## SOURCE
□ □ □ □ □ □ □

# help with my rhinestone templates!!!



## crystal84 (Aug 25, 2010)

Hi

I have been making rhinestone transfers by hand for t shirts etc for about a year now. My buisness is growing and i am finding it impossible to make everything by hand now. I want to buy a heat press, cutter and software to be able to make the templates so i can make the transfers from them but am totally at a loss about what to buy. Could anyone recommend the best things for me to get to be able to do this.
Looking forward to hearing from you
Crystal x


----------



## Serenity10 (Jul 11, 2010)

Crystal,

I asked that question recently, there is a post on this forum with a list of different rhinestone software and you can check it out and determine what will work best for you.

April


----------



## ashamutt (Feb 22, 2008)

Serenity10 said:


> Crystal,
> 
> I asked that question recently, there is a post on this forum with a list of different rhinestone software and you can check it out and determine what will work best for you.
> 
> April


 
Yep.... and here is the thread:
http://www.t-shirtforums.com/rhinestone-decoration/t95228.html

I chose to go w/ the Groove-E from KNK.
599.99 for the cutter & software....and awesome free videos & tech support!
(got it from Sandy McCauley)

I also have the Graphtec CE-5000-60 cutter/plotter. (995.00 including the stand - purchased _on sale_ over 2 years ago from Accugraphic Sales in Apopka FL)

□ □ □ □ □ □ □

## DATA LISTING
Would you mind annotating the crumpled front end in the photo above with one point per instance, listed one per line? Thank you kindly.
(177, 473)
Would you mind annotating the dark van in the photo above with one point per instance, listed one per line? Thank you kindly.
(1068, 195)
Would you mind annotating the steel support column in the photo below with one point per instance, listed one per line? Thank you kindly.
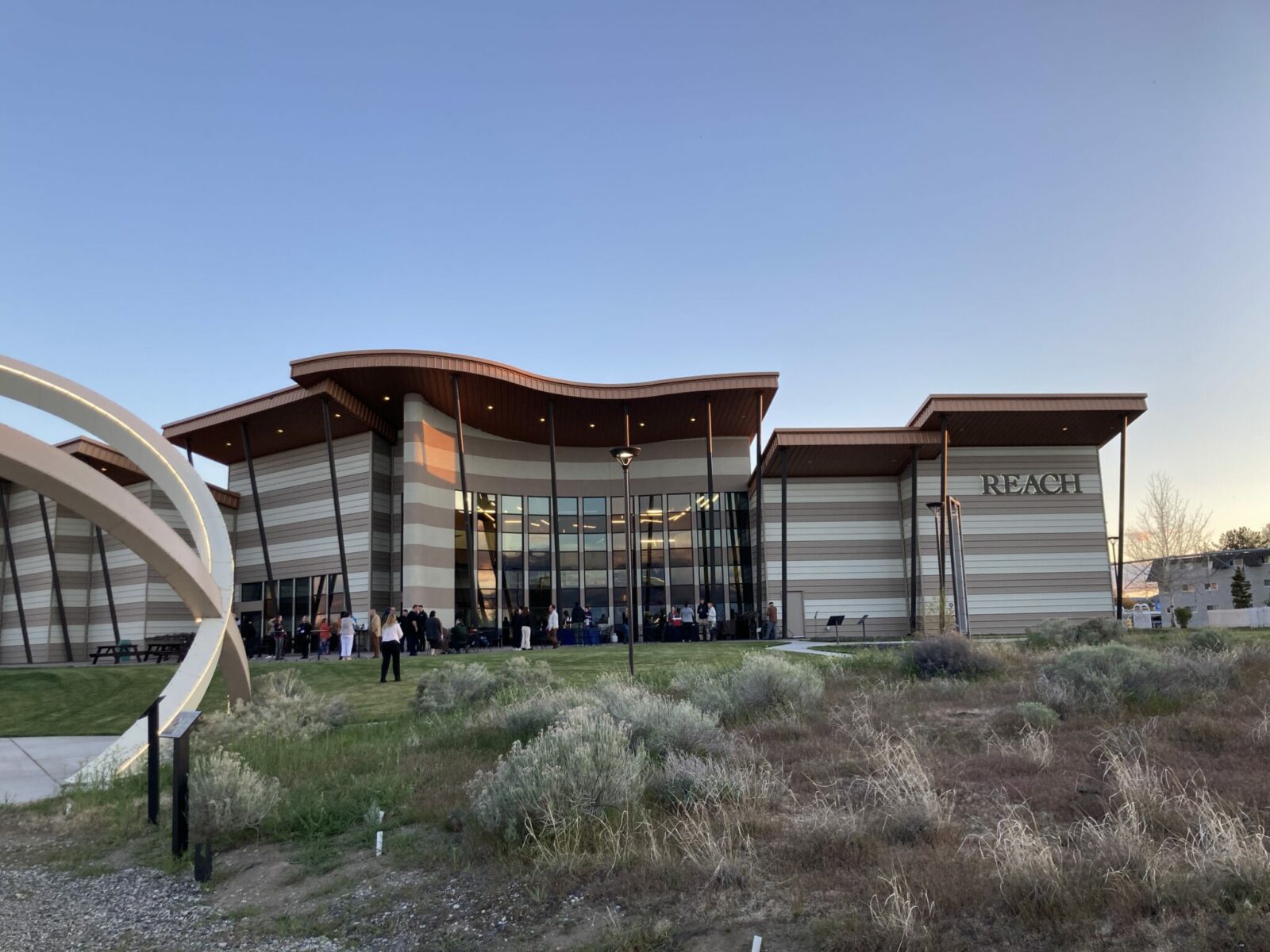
(785, 543)
(57, 583)
(1119, 549)
(633, 550)
(334, 499)
(761, 575)
(271, 589)
(710, 518)
(106, 581)
(13, 571)
(552, 513)
(912, 547)
(469, 520)
(944, 518)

□ □ □ □ □ □ □

## TO BE DONE
In the rhinestone template thread, from which seller was the Graphtec CE-5000-60 cutter/plotter purchased?

## EXERCISE ANSWER
Accugraphic Sales in Apopka FL